**CHALLENGE:** Please update the Laza Ristovski biography by writing it out again from "Background information" to "different musical genres.", replacing "keyboardist" with "keyboard player".

**PASSAGE TO READ:**
Background information
- Born: Lazar Ristovski 23 January 1956 Novi Pazar, PR Serbia, FPR Yugoslavia
- Died: 6 October 2007 (aged 51) Belgrade, Serbia
- Genres: Rock, progressive rock, hard rock, folk rock, instrumental rock, electronic, classical, new-age music
- Occupations: Musician, composer
- Instruments: Electronic organ, synthesizer, piano
- Years active: 1970 – 2007
- Labels: Beograd Disk, PGP-RTB, Tring, ITMM, Komuna, PGP-RTS, Hi-Fi Centar, Goraton

= Laza Ristovski =

Lazar "Laza" Ristovski (Serbian Cyrillic: Лаза Ристовски, /sh/; 23 January 1956 – 6 October 2007) was a Serbian and former Yugoslav keyboardist, known for being a member of rock bands Smak and Bijelo Dugme, as well as for his eclectic solo work that spanned many different musical genres.

==Biography==
===Early life===
Lazar Ristovski was born in Novi Pazar, as his father, a Yugoslav People's Army officer, was stationed there at the time. When Ristovski was two years old, the family moved to Kraljevo, which is where he grew up.

Records in a dataset
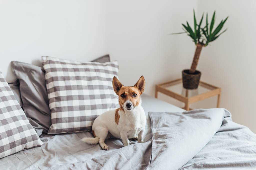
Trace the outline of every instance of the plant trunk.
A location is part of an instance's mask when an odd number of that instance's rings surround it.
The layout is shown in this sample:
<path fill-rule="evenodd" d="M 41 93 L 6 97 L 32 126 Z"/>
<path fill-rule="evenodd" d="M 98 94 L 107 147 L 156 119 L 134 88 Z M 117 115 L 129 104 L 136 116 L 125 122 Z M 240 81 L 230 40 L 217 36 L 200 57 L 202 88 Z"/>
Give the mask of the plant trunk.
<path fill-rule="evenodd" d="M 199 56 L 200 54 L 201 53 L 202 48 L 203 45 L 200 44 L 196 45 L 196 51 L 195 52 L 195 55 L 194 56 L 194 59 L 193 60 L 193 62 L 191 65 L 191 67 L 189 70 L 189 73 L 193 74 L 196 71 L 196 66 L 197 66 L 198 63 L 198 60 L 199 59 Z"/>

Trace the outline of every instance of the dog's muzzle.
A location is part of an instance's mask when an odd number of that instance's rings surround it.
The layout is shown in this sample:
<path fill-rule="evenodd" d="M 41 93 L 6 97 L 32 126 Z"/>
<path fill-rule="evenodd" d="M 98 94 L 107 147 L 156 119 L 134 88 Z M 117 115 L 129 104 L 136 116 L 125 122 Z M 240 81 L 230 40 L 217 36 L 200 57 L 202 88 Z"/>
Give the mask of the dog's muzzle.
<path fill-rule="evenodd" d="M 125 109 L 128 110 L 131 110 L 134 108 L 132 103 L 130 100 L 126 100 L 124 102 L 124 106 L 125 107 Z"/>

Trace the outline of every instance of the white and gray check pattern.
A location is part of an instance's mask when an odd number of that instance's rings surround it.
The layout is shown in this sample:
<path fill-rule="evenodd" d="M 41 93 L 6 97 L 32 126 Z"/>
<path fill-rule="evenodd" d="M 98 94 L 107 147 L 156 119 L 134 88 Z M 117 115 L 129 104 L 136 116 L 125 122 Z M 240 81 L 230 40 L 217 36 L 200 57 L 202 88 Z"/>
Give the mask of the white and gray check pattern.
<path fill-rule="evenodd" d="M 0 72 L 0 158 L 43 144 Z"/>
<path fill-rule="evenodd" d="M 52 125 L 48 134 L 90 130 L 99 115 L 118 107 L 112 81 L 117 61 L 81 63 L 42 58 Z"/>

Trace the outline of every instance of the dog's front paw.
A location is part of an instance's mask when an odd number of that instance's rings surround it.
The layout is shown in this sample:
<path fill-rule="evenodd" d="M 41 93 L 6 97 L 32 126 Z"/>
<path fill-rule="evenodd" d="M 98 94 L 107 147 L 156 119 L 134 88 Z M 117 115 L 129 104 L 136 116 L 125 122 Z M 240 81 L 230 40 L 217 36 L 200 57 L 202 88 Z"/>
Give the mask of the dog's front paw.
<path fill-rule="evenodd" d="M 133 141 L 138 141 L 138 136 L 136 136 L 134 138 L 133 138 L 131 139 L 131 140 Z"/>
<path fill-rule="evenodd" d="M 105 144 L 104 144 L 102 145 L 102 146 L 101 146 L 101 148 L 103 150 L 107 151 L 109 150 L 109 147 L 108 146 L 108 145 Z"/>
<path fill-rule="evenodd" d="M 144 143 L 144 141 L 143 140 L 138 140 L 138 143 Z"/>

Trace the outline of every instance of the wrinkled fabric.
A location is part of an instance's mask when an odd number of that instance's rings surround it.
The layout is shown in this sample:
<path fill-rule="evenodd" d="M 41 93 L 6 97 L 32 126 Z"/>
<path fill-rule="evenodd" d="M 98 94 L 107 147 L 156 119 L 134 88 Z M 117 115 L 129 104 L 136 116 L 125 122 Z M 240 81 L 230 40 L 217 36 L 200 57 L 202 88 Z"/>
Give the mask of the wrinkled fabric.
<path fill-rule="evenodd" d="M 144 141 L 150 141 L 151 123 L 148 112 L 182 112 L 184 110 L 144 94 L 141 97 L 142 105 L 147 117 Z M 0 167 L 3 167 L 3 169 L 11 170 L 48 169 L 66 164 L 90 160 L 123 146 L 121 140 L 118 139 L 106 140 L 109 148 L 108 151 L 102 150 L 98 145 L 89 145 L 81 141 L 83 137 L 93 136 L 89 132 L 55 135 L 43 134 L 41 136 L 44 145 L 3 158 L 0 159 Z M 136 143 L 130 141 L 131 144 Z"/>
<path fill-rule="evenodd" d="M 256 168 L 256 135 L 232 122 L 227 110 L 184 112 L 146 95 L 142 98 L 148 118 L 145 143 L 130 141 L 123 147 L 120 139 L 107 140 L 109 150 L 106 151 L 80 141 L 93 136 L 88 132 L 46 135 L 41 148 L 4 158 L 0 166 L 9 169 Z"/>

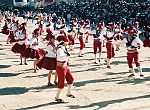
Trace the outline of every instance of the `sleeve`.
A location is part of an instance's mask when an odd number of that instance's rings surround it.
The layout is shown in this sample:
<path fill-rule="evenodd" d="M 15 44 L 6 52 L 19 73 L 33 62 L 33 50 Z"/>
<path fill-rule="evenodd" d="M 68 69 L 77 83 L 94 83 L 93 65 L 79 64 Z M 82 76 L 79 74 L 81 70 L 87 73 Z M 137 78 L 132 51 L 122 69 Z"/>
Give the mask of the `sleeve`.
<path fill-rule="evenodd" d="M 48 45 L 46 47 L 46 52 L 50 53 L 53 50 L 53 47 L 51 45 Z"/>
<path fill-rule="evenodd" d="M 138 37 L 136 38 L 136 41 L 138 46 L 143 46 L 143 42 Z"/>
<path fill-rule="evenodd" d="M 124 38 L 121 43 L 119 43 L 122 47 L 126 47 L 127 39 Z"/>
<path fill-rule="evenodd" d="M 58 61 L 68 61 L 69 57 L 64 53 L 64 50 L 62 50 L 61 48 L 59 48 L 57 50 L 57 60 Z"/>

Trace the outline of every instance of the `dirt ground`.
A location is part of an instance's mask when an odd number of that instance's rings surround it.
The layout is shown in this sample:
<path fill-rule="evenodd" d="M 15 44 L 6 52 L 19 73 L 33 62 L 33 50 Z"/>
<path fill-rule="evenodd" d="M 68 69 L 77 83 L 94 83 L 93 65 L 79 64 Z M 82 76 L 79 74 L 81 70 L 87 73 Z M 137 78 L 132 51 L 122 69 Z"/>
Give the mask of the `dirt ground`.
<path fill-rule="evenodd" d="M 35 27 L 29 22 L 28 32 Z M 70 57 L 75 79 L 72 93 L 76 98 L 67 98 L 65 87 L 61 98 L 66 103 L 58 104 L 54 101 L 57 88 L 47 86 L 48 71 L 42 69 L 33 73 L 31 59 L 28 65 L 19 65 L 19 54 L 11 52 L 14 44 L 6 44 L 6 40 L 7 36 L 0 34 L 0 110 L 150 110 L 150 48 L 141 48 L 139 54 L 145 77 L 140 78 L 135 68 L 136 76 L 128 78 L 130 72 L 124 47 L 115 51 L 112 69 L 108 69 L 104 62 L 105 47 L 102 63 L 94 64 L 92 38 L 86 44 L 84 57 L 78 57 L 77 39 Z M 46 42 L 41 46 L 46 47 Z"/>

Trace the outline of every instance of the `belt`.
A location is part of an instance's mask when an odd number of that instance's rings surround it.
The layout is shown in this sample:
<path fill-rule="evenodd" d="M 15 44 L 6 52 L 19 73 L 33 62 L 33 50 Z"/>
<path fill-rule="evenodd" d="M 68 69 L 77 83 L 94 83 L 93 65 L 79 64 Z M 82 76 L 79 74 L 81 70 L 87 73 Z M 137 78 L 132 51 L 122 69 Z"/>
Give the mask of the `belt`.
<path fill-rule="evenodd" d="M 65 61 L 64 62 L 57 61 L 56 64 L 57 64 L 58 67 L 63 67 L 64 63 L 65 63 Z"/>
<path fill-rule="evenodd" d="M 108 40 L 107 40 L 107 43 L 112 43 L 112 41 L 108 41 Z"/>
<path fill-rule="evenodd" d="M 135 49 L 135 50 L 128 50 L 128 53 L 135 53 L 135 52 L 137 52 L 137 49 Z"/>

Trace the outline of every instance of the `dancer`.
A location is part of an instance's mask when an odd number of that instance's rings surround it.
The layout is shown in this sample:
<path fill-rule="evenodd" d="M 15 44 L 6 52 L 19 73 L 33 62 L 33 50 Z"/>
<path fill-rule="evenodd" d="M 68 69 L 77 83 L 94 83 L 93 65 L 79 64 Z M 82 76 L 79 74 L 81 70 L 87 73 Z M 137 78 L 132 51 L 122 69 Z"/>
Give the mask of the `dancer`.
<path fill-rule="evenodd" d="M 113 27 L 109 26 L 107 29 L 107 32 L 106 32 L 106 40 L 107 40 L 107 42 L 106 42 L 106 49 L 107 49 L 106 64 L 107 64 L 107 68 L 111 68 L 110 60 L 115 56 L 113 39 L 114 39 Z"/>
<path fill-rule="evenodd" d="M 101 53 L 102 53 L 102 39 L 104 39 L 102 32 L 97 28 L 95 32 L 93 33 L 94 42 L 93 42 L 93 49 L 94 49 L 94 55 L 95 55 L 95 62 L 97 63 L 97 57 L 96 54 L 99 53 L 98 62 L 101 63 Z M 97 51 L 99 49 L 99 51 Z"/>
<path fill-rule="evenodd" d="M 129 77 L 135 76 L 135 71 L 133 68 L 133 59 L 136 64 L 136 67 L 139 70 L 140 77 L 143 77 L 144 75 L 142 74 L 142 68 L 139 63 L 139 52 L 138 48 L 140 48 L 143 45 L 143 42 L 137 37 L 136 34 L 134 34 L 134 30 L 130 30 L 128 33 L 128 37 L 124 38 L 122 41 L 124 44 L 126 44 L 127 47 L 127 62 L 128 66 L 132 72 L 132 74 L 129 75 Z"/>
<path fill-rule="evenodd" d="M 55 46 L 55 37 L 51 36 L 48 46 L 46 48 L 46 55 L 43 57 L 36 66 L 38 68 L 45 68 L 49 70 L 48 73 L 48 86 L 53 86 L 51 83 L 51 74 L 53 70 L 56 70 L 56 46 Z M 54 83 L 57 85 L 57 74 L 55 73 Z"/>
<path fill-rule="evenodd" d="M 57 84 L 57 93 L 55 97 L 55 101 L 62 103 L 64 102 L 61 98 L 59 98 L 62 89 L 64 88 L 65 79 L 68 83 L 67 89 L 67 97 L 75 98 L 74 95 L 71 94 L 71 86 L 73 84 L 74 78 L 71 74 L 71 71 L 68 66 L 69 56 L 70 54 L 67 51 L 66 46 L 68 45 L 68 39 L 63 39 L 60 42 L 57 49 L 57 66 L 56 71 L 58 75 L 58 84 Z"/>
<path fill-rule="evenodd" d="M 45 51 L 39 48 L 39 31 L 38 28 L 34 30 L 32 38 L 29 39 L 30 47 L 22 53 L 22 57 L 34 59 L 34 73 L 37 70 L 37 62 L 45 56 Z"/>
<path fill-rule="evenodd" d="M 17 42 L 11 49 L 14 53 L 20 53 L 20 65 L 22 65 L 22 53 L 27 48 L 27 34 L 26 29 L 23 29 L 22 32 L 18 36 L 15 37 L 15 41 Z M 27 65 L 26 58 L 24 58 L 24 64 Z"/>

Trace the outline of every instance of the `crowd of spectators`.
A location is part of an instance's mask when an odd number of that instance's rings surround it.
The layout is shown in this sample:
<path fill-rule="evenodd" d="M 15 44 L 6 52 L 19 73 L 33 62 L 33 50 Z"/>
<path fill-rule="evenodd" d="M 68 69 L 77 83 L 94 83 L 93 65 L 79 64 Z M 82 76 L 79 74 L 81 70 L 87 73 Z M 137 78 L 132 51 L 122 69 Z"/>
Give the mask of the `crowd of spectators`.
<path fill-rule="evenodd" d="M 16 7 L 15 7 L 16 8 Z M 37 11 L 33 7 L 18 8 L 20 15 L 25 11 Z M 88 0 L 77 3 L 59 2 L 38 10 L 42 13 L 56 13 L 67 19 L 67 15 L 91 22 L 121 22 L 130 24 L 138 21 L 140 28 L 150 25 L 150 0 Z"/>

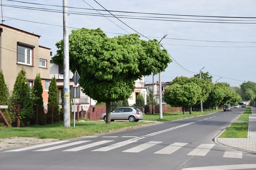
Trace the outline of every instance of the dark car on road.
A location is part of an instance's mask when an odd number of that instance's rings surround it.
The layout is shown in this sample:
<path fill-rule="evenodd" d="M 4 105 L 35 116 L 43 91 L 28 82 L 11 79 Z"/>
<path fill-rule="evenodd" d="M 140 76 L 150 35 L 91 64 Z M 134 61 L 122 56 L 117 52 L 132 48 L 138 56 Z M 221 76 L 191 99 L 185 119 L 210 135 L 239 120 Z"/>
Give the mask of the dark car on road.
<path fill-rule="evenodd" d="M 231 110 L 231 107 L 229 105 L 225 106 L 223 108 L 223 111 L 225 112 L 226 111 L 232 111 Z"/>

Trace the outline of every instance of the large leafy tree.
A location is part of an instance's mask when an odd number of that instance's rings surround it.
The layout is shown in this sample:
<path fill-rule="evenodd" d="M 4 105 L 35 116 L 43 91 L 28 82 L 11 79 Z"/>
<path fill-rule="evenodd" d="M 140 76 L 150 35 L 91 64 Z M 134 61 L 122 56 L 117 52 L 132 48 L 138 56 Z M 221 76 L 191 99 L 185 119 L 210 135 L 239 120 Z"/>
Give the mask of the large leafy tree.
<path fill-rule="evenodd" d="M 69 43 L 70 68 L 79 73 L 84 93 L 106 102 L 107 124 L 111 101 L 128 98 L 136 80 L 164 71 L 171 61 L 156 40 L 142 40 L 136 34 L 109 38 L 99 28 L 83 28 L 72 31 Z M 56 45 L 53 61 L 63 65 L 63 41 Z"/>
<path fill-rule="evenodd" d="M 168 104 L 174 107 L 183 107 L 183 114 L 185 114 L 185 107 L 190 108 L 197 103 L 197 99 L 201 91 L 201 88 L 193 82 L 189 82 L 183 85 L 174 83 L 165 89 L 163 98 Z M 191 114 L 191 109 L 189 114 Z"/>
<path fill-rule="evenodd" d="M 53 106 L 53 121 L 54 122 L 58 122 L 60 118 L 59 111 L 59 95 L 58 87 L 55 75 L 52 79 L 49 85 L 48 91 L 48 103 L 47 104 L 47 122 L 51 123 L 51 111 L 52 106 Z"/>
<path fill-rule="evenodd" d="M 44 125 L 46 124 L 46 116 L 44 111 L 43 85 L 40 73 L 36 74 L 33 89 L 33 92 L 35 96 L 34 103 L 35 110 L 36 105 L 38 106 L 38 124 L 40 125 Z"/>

**COMPLETED EXERCISE:**
Background information
- Born: Lazar Ristovski 23 January 1956 Novi Pazar, PR Serbia, FPR Yugoslavia
- Died: 6 October 2007 (aged 51) Belgrade, Serbia
- Genres: Rock, progressive rock, hard rock, folk rock, instrumental rock, electronic, classical, new-age music
- Occupations: Musician, composer
- Instruments: Electronic organ, synthesizer, piano
- Years active: 1970 – 2007
- Labels: Beograd Disk, PGP-RTB, Tring, ITMM, Komuna, PGP-RTS, Hi-Fi Centar, Goraton

= Laza Ristovski =

Lazar "Laza" Ristovski (Serbian Cyrillic: Лаза Ристовски, /sh/; 23 January 1956 – 6 October 2007) was a Serbian and former Yugoslav keyboard player, known for being a member of rock bands Smak and Bijelo Dugme, as well as for his eclectic solo work that spanned many different musical genres.